#### Task:
Reproduce the first line of the entries that follow and each later line, word for word, ending with the one containing "positive clicks: (150, 72) (283, 69)".

#### Stored data entries:
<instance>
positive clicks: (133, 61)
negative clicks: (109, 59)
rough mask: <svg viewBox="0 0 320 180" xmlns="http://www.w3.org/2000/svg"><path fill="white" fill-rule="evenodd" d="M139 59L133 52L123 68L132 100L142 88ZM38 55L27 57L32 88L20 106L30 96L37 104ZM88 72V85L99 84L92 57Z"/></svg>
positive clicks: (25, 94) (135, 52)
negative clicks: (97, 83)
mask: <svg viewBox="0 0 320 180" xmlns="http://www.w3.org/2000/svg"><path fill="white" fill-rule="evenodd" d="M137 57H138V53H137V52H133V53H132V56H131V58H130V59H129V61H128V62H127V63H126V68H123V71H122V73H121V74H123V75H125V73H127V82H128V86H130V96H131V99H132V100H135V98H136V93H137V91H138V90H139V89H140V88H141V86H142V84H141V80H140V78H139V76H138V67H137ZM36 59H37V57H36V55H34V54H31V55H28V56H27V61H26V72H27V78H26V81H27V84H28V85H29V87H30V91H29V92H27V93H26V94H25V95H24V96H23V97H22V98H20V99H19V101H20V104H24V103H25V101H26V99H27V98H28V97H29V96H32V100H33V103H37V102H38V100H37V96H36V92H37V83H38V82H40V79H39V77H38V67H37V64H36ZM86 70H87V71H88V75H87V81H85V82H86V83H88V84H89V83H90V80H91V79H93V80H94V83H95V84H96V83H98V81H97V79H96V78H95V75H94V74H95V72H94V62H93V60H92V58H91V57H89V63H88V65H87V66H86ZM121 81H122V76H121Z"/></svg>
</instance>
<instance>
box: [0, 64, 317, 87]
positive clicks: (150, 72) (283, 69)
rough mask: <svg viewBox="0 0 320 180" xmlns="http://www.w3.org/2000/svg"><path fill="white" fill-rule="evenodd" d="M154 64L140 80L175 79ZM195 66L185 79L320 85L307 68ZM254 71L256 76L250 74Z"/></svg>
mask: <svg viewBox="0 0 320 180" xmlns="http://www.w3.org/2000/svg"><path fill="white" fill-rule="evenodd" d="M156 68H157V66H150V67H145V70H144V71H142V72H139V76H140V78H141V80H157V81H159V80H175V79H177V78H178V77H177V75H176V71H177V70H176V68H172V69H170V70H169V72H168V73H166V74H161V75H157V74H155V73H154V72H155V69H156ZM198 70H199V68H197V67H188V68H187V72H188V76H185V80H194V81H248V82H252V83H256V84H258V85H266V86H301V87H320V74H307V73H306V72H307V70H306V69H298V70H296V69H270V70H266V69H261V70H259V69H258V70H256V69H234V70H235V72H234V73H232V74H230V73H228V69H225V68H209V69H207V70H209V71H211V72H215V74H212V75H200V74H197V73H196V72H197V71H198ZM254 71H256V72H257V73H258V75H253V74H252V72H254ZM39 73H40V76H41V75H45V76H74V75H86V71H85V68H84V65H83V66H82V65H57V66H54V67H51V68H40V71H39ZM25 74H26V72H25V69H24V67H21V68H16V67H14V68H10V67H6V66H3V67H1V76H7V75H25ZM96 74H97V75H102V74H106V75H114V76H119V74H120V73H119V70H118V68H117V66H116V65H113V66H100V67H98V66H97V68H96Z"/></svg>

#### Output:
<instance>
positive clicks: (133, 61)
negative clicks: (109, 59)
rough mask: <svg viewBox="0 0 320 180" xmlns="http://www.w3.org/2000/svg"><path fill="white" fill-rule="evenodd" d="M139 59L133 52L123 68L132 100L142 88ZM38 55L27 57L32 88L20 106L30 96L37 104ZM88 72V85L99 84L92 57Z"/></svg>
positive clicks: (25, 94) (135, 52)
negative clicks: (97, 83)
mask: <svg viewBox="0 0 320 180" xmlns="http://www.w3.org/2000/svg"><path fill="white" fill-rule="evenodd" d="M137 57H138V53H137V52H133V53H132V56H131V58H130V59H129V61H128V62H127V63H126V68H123V71H122V73H121V74H123V75H125V73H127V82H128V86H130V96H131V99H132V100H135V98H136V93H137V91H138V90H139V89H140V88H141V86H142V84H141V80H140V78H139V76H138V67H137ZM36 59H37V57H36V55H34V54H31V55H28V56H27V61H26V72H27V78H26V81H27V84H28V85H29V87H30V91H29V92H27V93H26V94H25V95H24V96H23V97H22V98H20V99H19V101H20V104H24V103H25V101H26V99H27V98H28V97H29V96H32V100H33V103H37V102H38V100H37V96H36V92H37V83H38V82H40V79H39V77H38V67H37V64H36ZM86 70H87V71H88V75H87V81H85V82H86V83H88V84H89V83H90V80H91V79H93V80H94V83H95V84H96V83H98V81H97V79H96V78H95V75H94V74H95V72H94V62H93V60H92V58H91V57H89V63H88V65H87V66H86ZM121 81H122V76H121Z"/></svg>
</instance>
<instance>
box: [0, 64, 317, 87]
positive clicks: (150, 72) (283, 69)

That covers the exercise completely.